DATASET RECORDS:
- - -

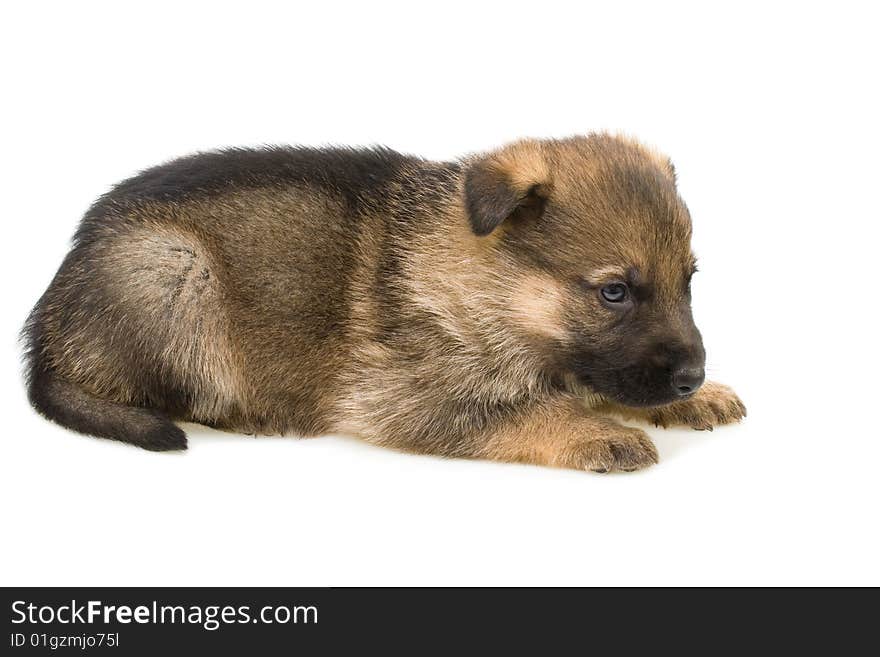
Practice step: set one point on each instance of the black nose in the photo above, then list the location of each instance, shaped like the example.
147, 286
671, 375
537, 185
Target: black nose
686, 380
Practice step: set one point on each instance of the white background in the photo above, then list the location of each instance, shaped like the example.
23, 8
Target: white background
770, 113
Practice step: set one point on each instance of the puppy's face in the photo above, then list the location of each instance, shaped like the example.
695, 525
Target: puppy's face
597, 243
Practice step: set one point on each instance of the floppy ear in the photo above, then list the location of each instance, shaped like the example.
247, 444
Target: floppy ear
510, 184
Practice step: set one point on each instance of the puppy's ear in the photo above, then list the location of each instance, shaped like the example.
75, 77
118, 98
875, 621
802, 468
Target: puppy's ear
511, 184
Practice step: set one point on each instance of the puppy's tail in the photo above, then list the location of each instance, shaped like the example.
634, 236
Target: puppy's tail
66, 403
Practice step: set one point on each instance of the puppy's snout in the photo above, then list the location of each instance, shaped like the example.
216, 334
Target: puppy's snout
686, 380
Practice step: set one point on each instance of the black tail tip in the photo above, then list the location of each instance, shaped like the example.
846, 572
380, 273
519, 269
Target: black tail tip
167, 437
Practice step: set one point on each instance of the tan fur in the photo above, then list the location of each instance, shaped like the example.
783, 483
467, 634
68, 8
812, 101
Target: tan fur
713, 404
561, 433
537, 306
376, 302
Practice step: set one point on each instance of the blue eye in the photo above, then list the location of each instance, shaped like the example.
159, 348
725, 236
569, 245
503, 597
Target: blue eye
614, 292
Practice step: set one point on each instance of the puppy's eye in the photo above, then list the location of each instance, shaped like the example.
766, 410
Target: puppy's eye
614, 292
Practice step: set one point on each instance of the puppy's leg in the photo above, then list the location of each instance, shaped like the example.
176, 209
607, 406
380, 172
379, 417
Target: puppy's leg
563, 433
712, 405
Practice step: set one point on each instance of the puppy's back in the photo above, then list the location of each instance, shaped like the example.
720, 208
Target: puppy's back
196, 283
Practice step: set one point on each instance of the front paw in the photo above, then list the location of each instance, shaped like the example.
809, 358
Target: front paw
712, 405
621, 449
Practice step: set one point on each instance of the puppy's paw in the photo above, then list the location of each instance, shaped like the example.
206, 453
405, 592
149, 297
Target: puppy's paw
712, 405
622, 450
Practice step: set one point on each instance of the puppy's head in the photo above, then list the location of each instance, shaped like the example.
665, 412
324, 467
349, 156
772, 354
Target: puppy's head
596, 242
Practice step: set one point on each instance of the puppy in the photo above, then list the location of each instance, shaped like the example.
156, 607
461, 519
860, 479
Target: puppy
503, 306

- - -

Write out each entry exactly as given, omitting any picture.

Practice step: set one point on each instance of the black nose in the photo above, then list the location of each instance, shaped like the example.
147, 286
671, 375
537, 185
Target: black nose
686, 380
Practice step: set one point on each instance of the white background in the photo above, then list the location of each instance, shaped like the example.
23, 8
Target: white background
770, 113
Practice step: set one point on each instance of the puppy's face in the photo above, then list the location of each instance, shaped like the example.
695, 525
Target: puppy's face
597, 243
Practice step: set one point on each instance of the floppy ear in the photo above, then list the location of each instance, shaped like the example.
247, 444
Target: floppy ear
510, 184
Practice step: set one point on each instance of the puppy's ear in the photo above, then list the location of each instance, shaped like the example.
75, 77
118, 98
875, 621
802, 468
Target: puppy's ear
511, 184
Practice step: set one point on each instance of the puppy's tail in the photo above, then list the location of each instance, shaped like the example.
634, 236
Target: puppy's tail
66, 403
Practice step: set one point on each instance of the puppy's snout in the photo above, then list the location of each instance, shaped like the example.
216, 334
Target: puppy's snout
686, 380
Practice step: set one point on each instance of the black tail tip in the photo above, then list the location of each instance, shaped like the example.
846, 572
380, 273
519, 269
Target: black tail tip
167, 437
Practice step: set one point on each instance of the tan fur in the photo above, then list the location of each instance, shaped like the example.
783, 483
467, 634
68, 8
812, 101
Target: tan fur
713, 404
561, 433
537, 306
376, 302
Practice step: set one point on each instance of the blue eye in the photo above, then list the location of each instance, shaped like the example.
159, 348
725, 236
569, 245
503, 597
Target: blue eye
614, 292
Practice step: set one point on each instance of the puppy's eye in the photo above, then list the location of each instance, shaped like the example.
766, 410
Target: puppy's eye
614, 292
Practice step: set one point on each instance of the puppy's leg in the photo above, then list the location of each instance, shaped like the example.
176, 209
607, 406
380, 172
379, 417
Target: puppy's leg
563, 433
712, 405
Practice step: set one point on each instance of the puppy's back in the photo above, then list the location of each instance, shaped like the example.
720, 208
Target: puppy's back
196, 283
Practice step: set one point on each instance of the front paw in the photo above, then list the location of each instance, shaped like the example.
809, 358
Target: front paw
712, 405
621, 449
Practice step: set one point on each instance of the puppy's paw in the photo above, then list the location of each instance, shaped like the example.
206, 453
405, 592
149, 297
Target: puppy's paw
712, 405
622, 450
Practice step: set one point on each instance of the puppy's head in the photo above, then list the location of each instance, shaped like the example.
665, 412
324, 467
349, 156
772, 354
Target: puppy's head
596, 242
Practice step: set one point on each instance of the puppy in the photo above, then list the location of each instance, shaped like the example.
156, 607
461, 519
860, 479
Target: puppy
503, 306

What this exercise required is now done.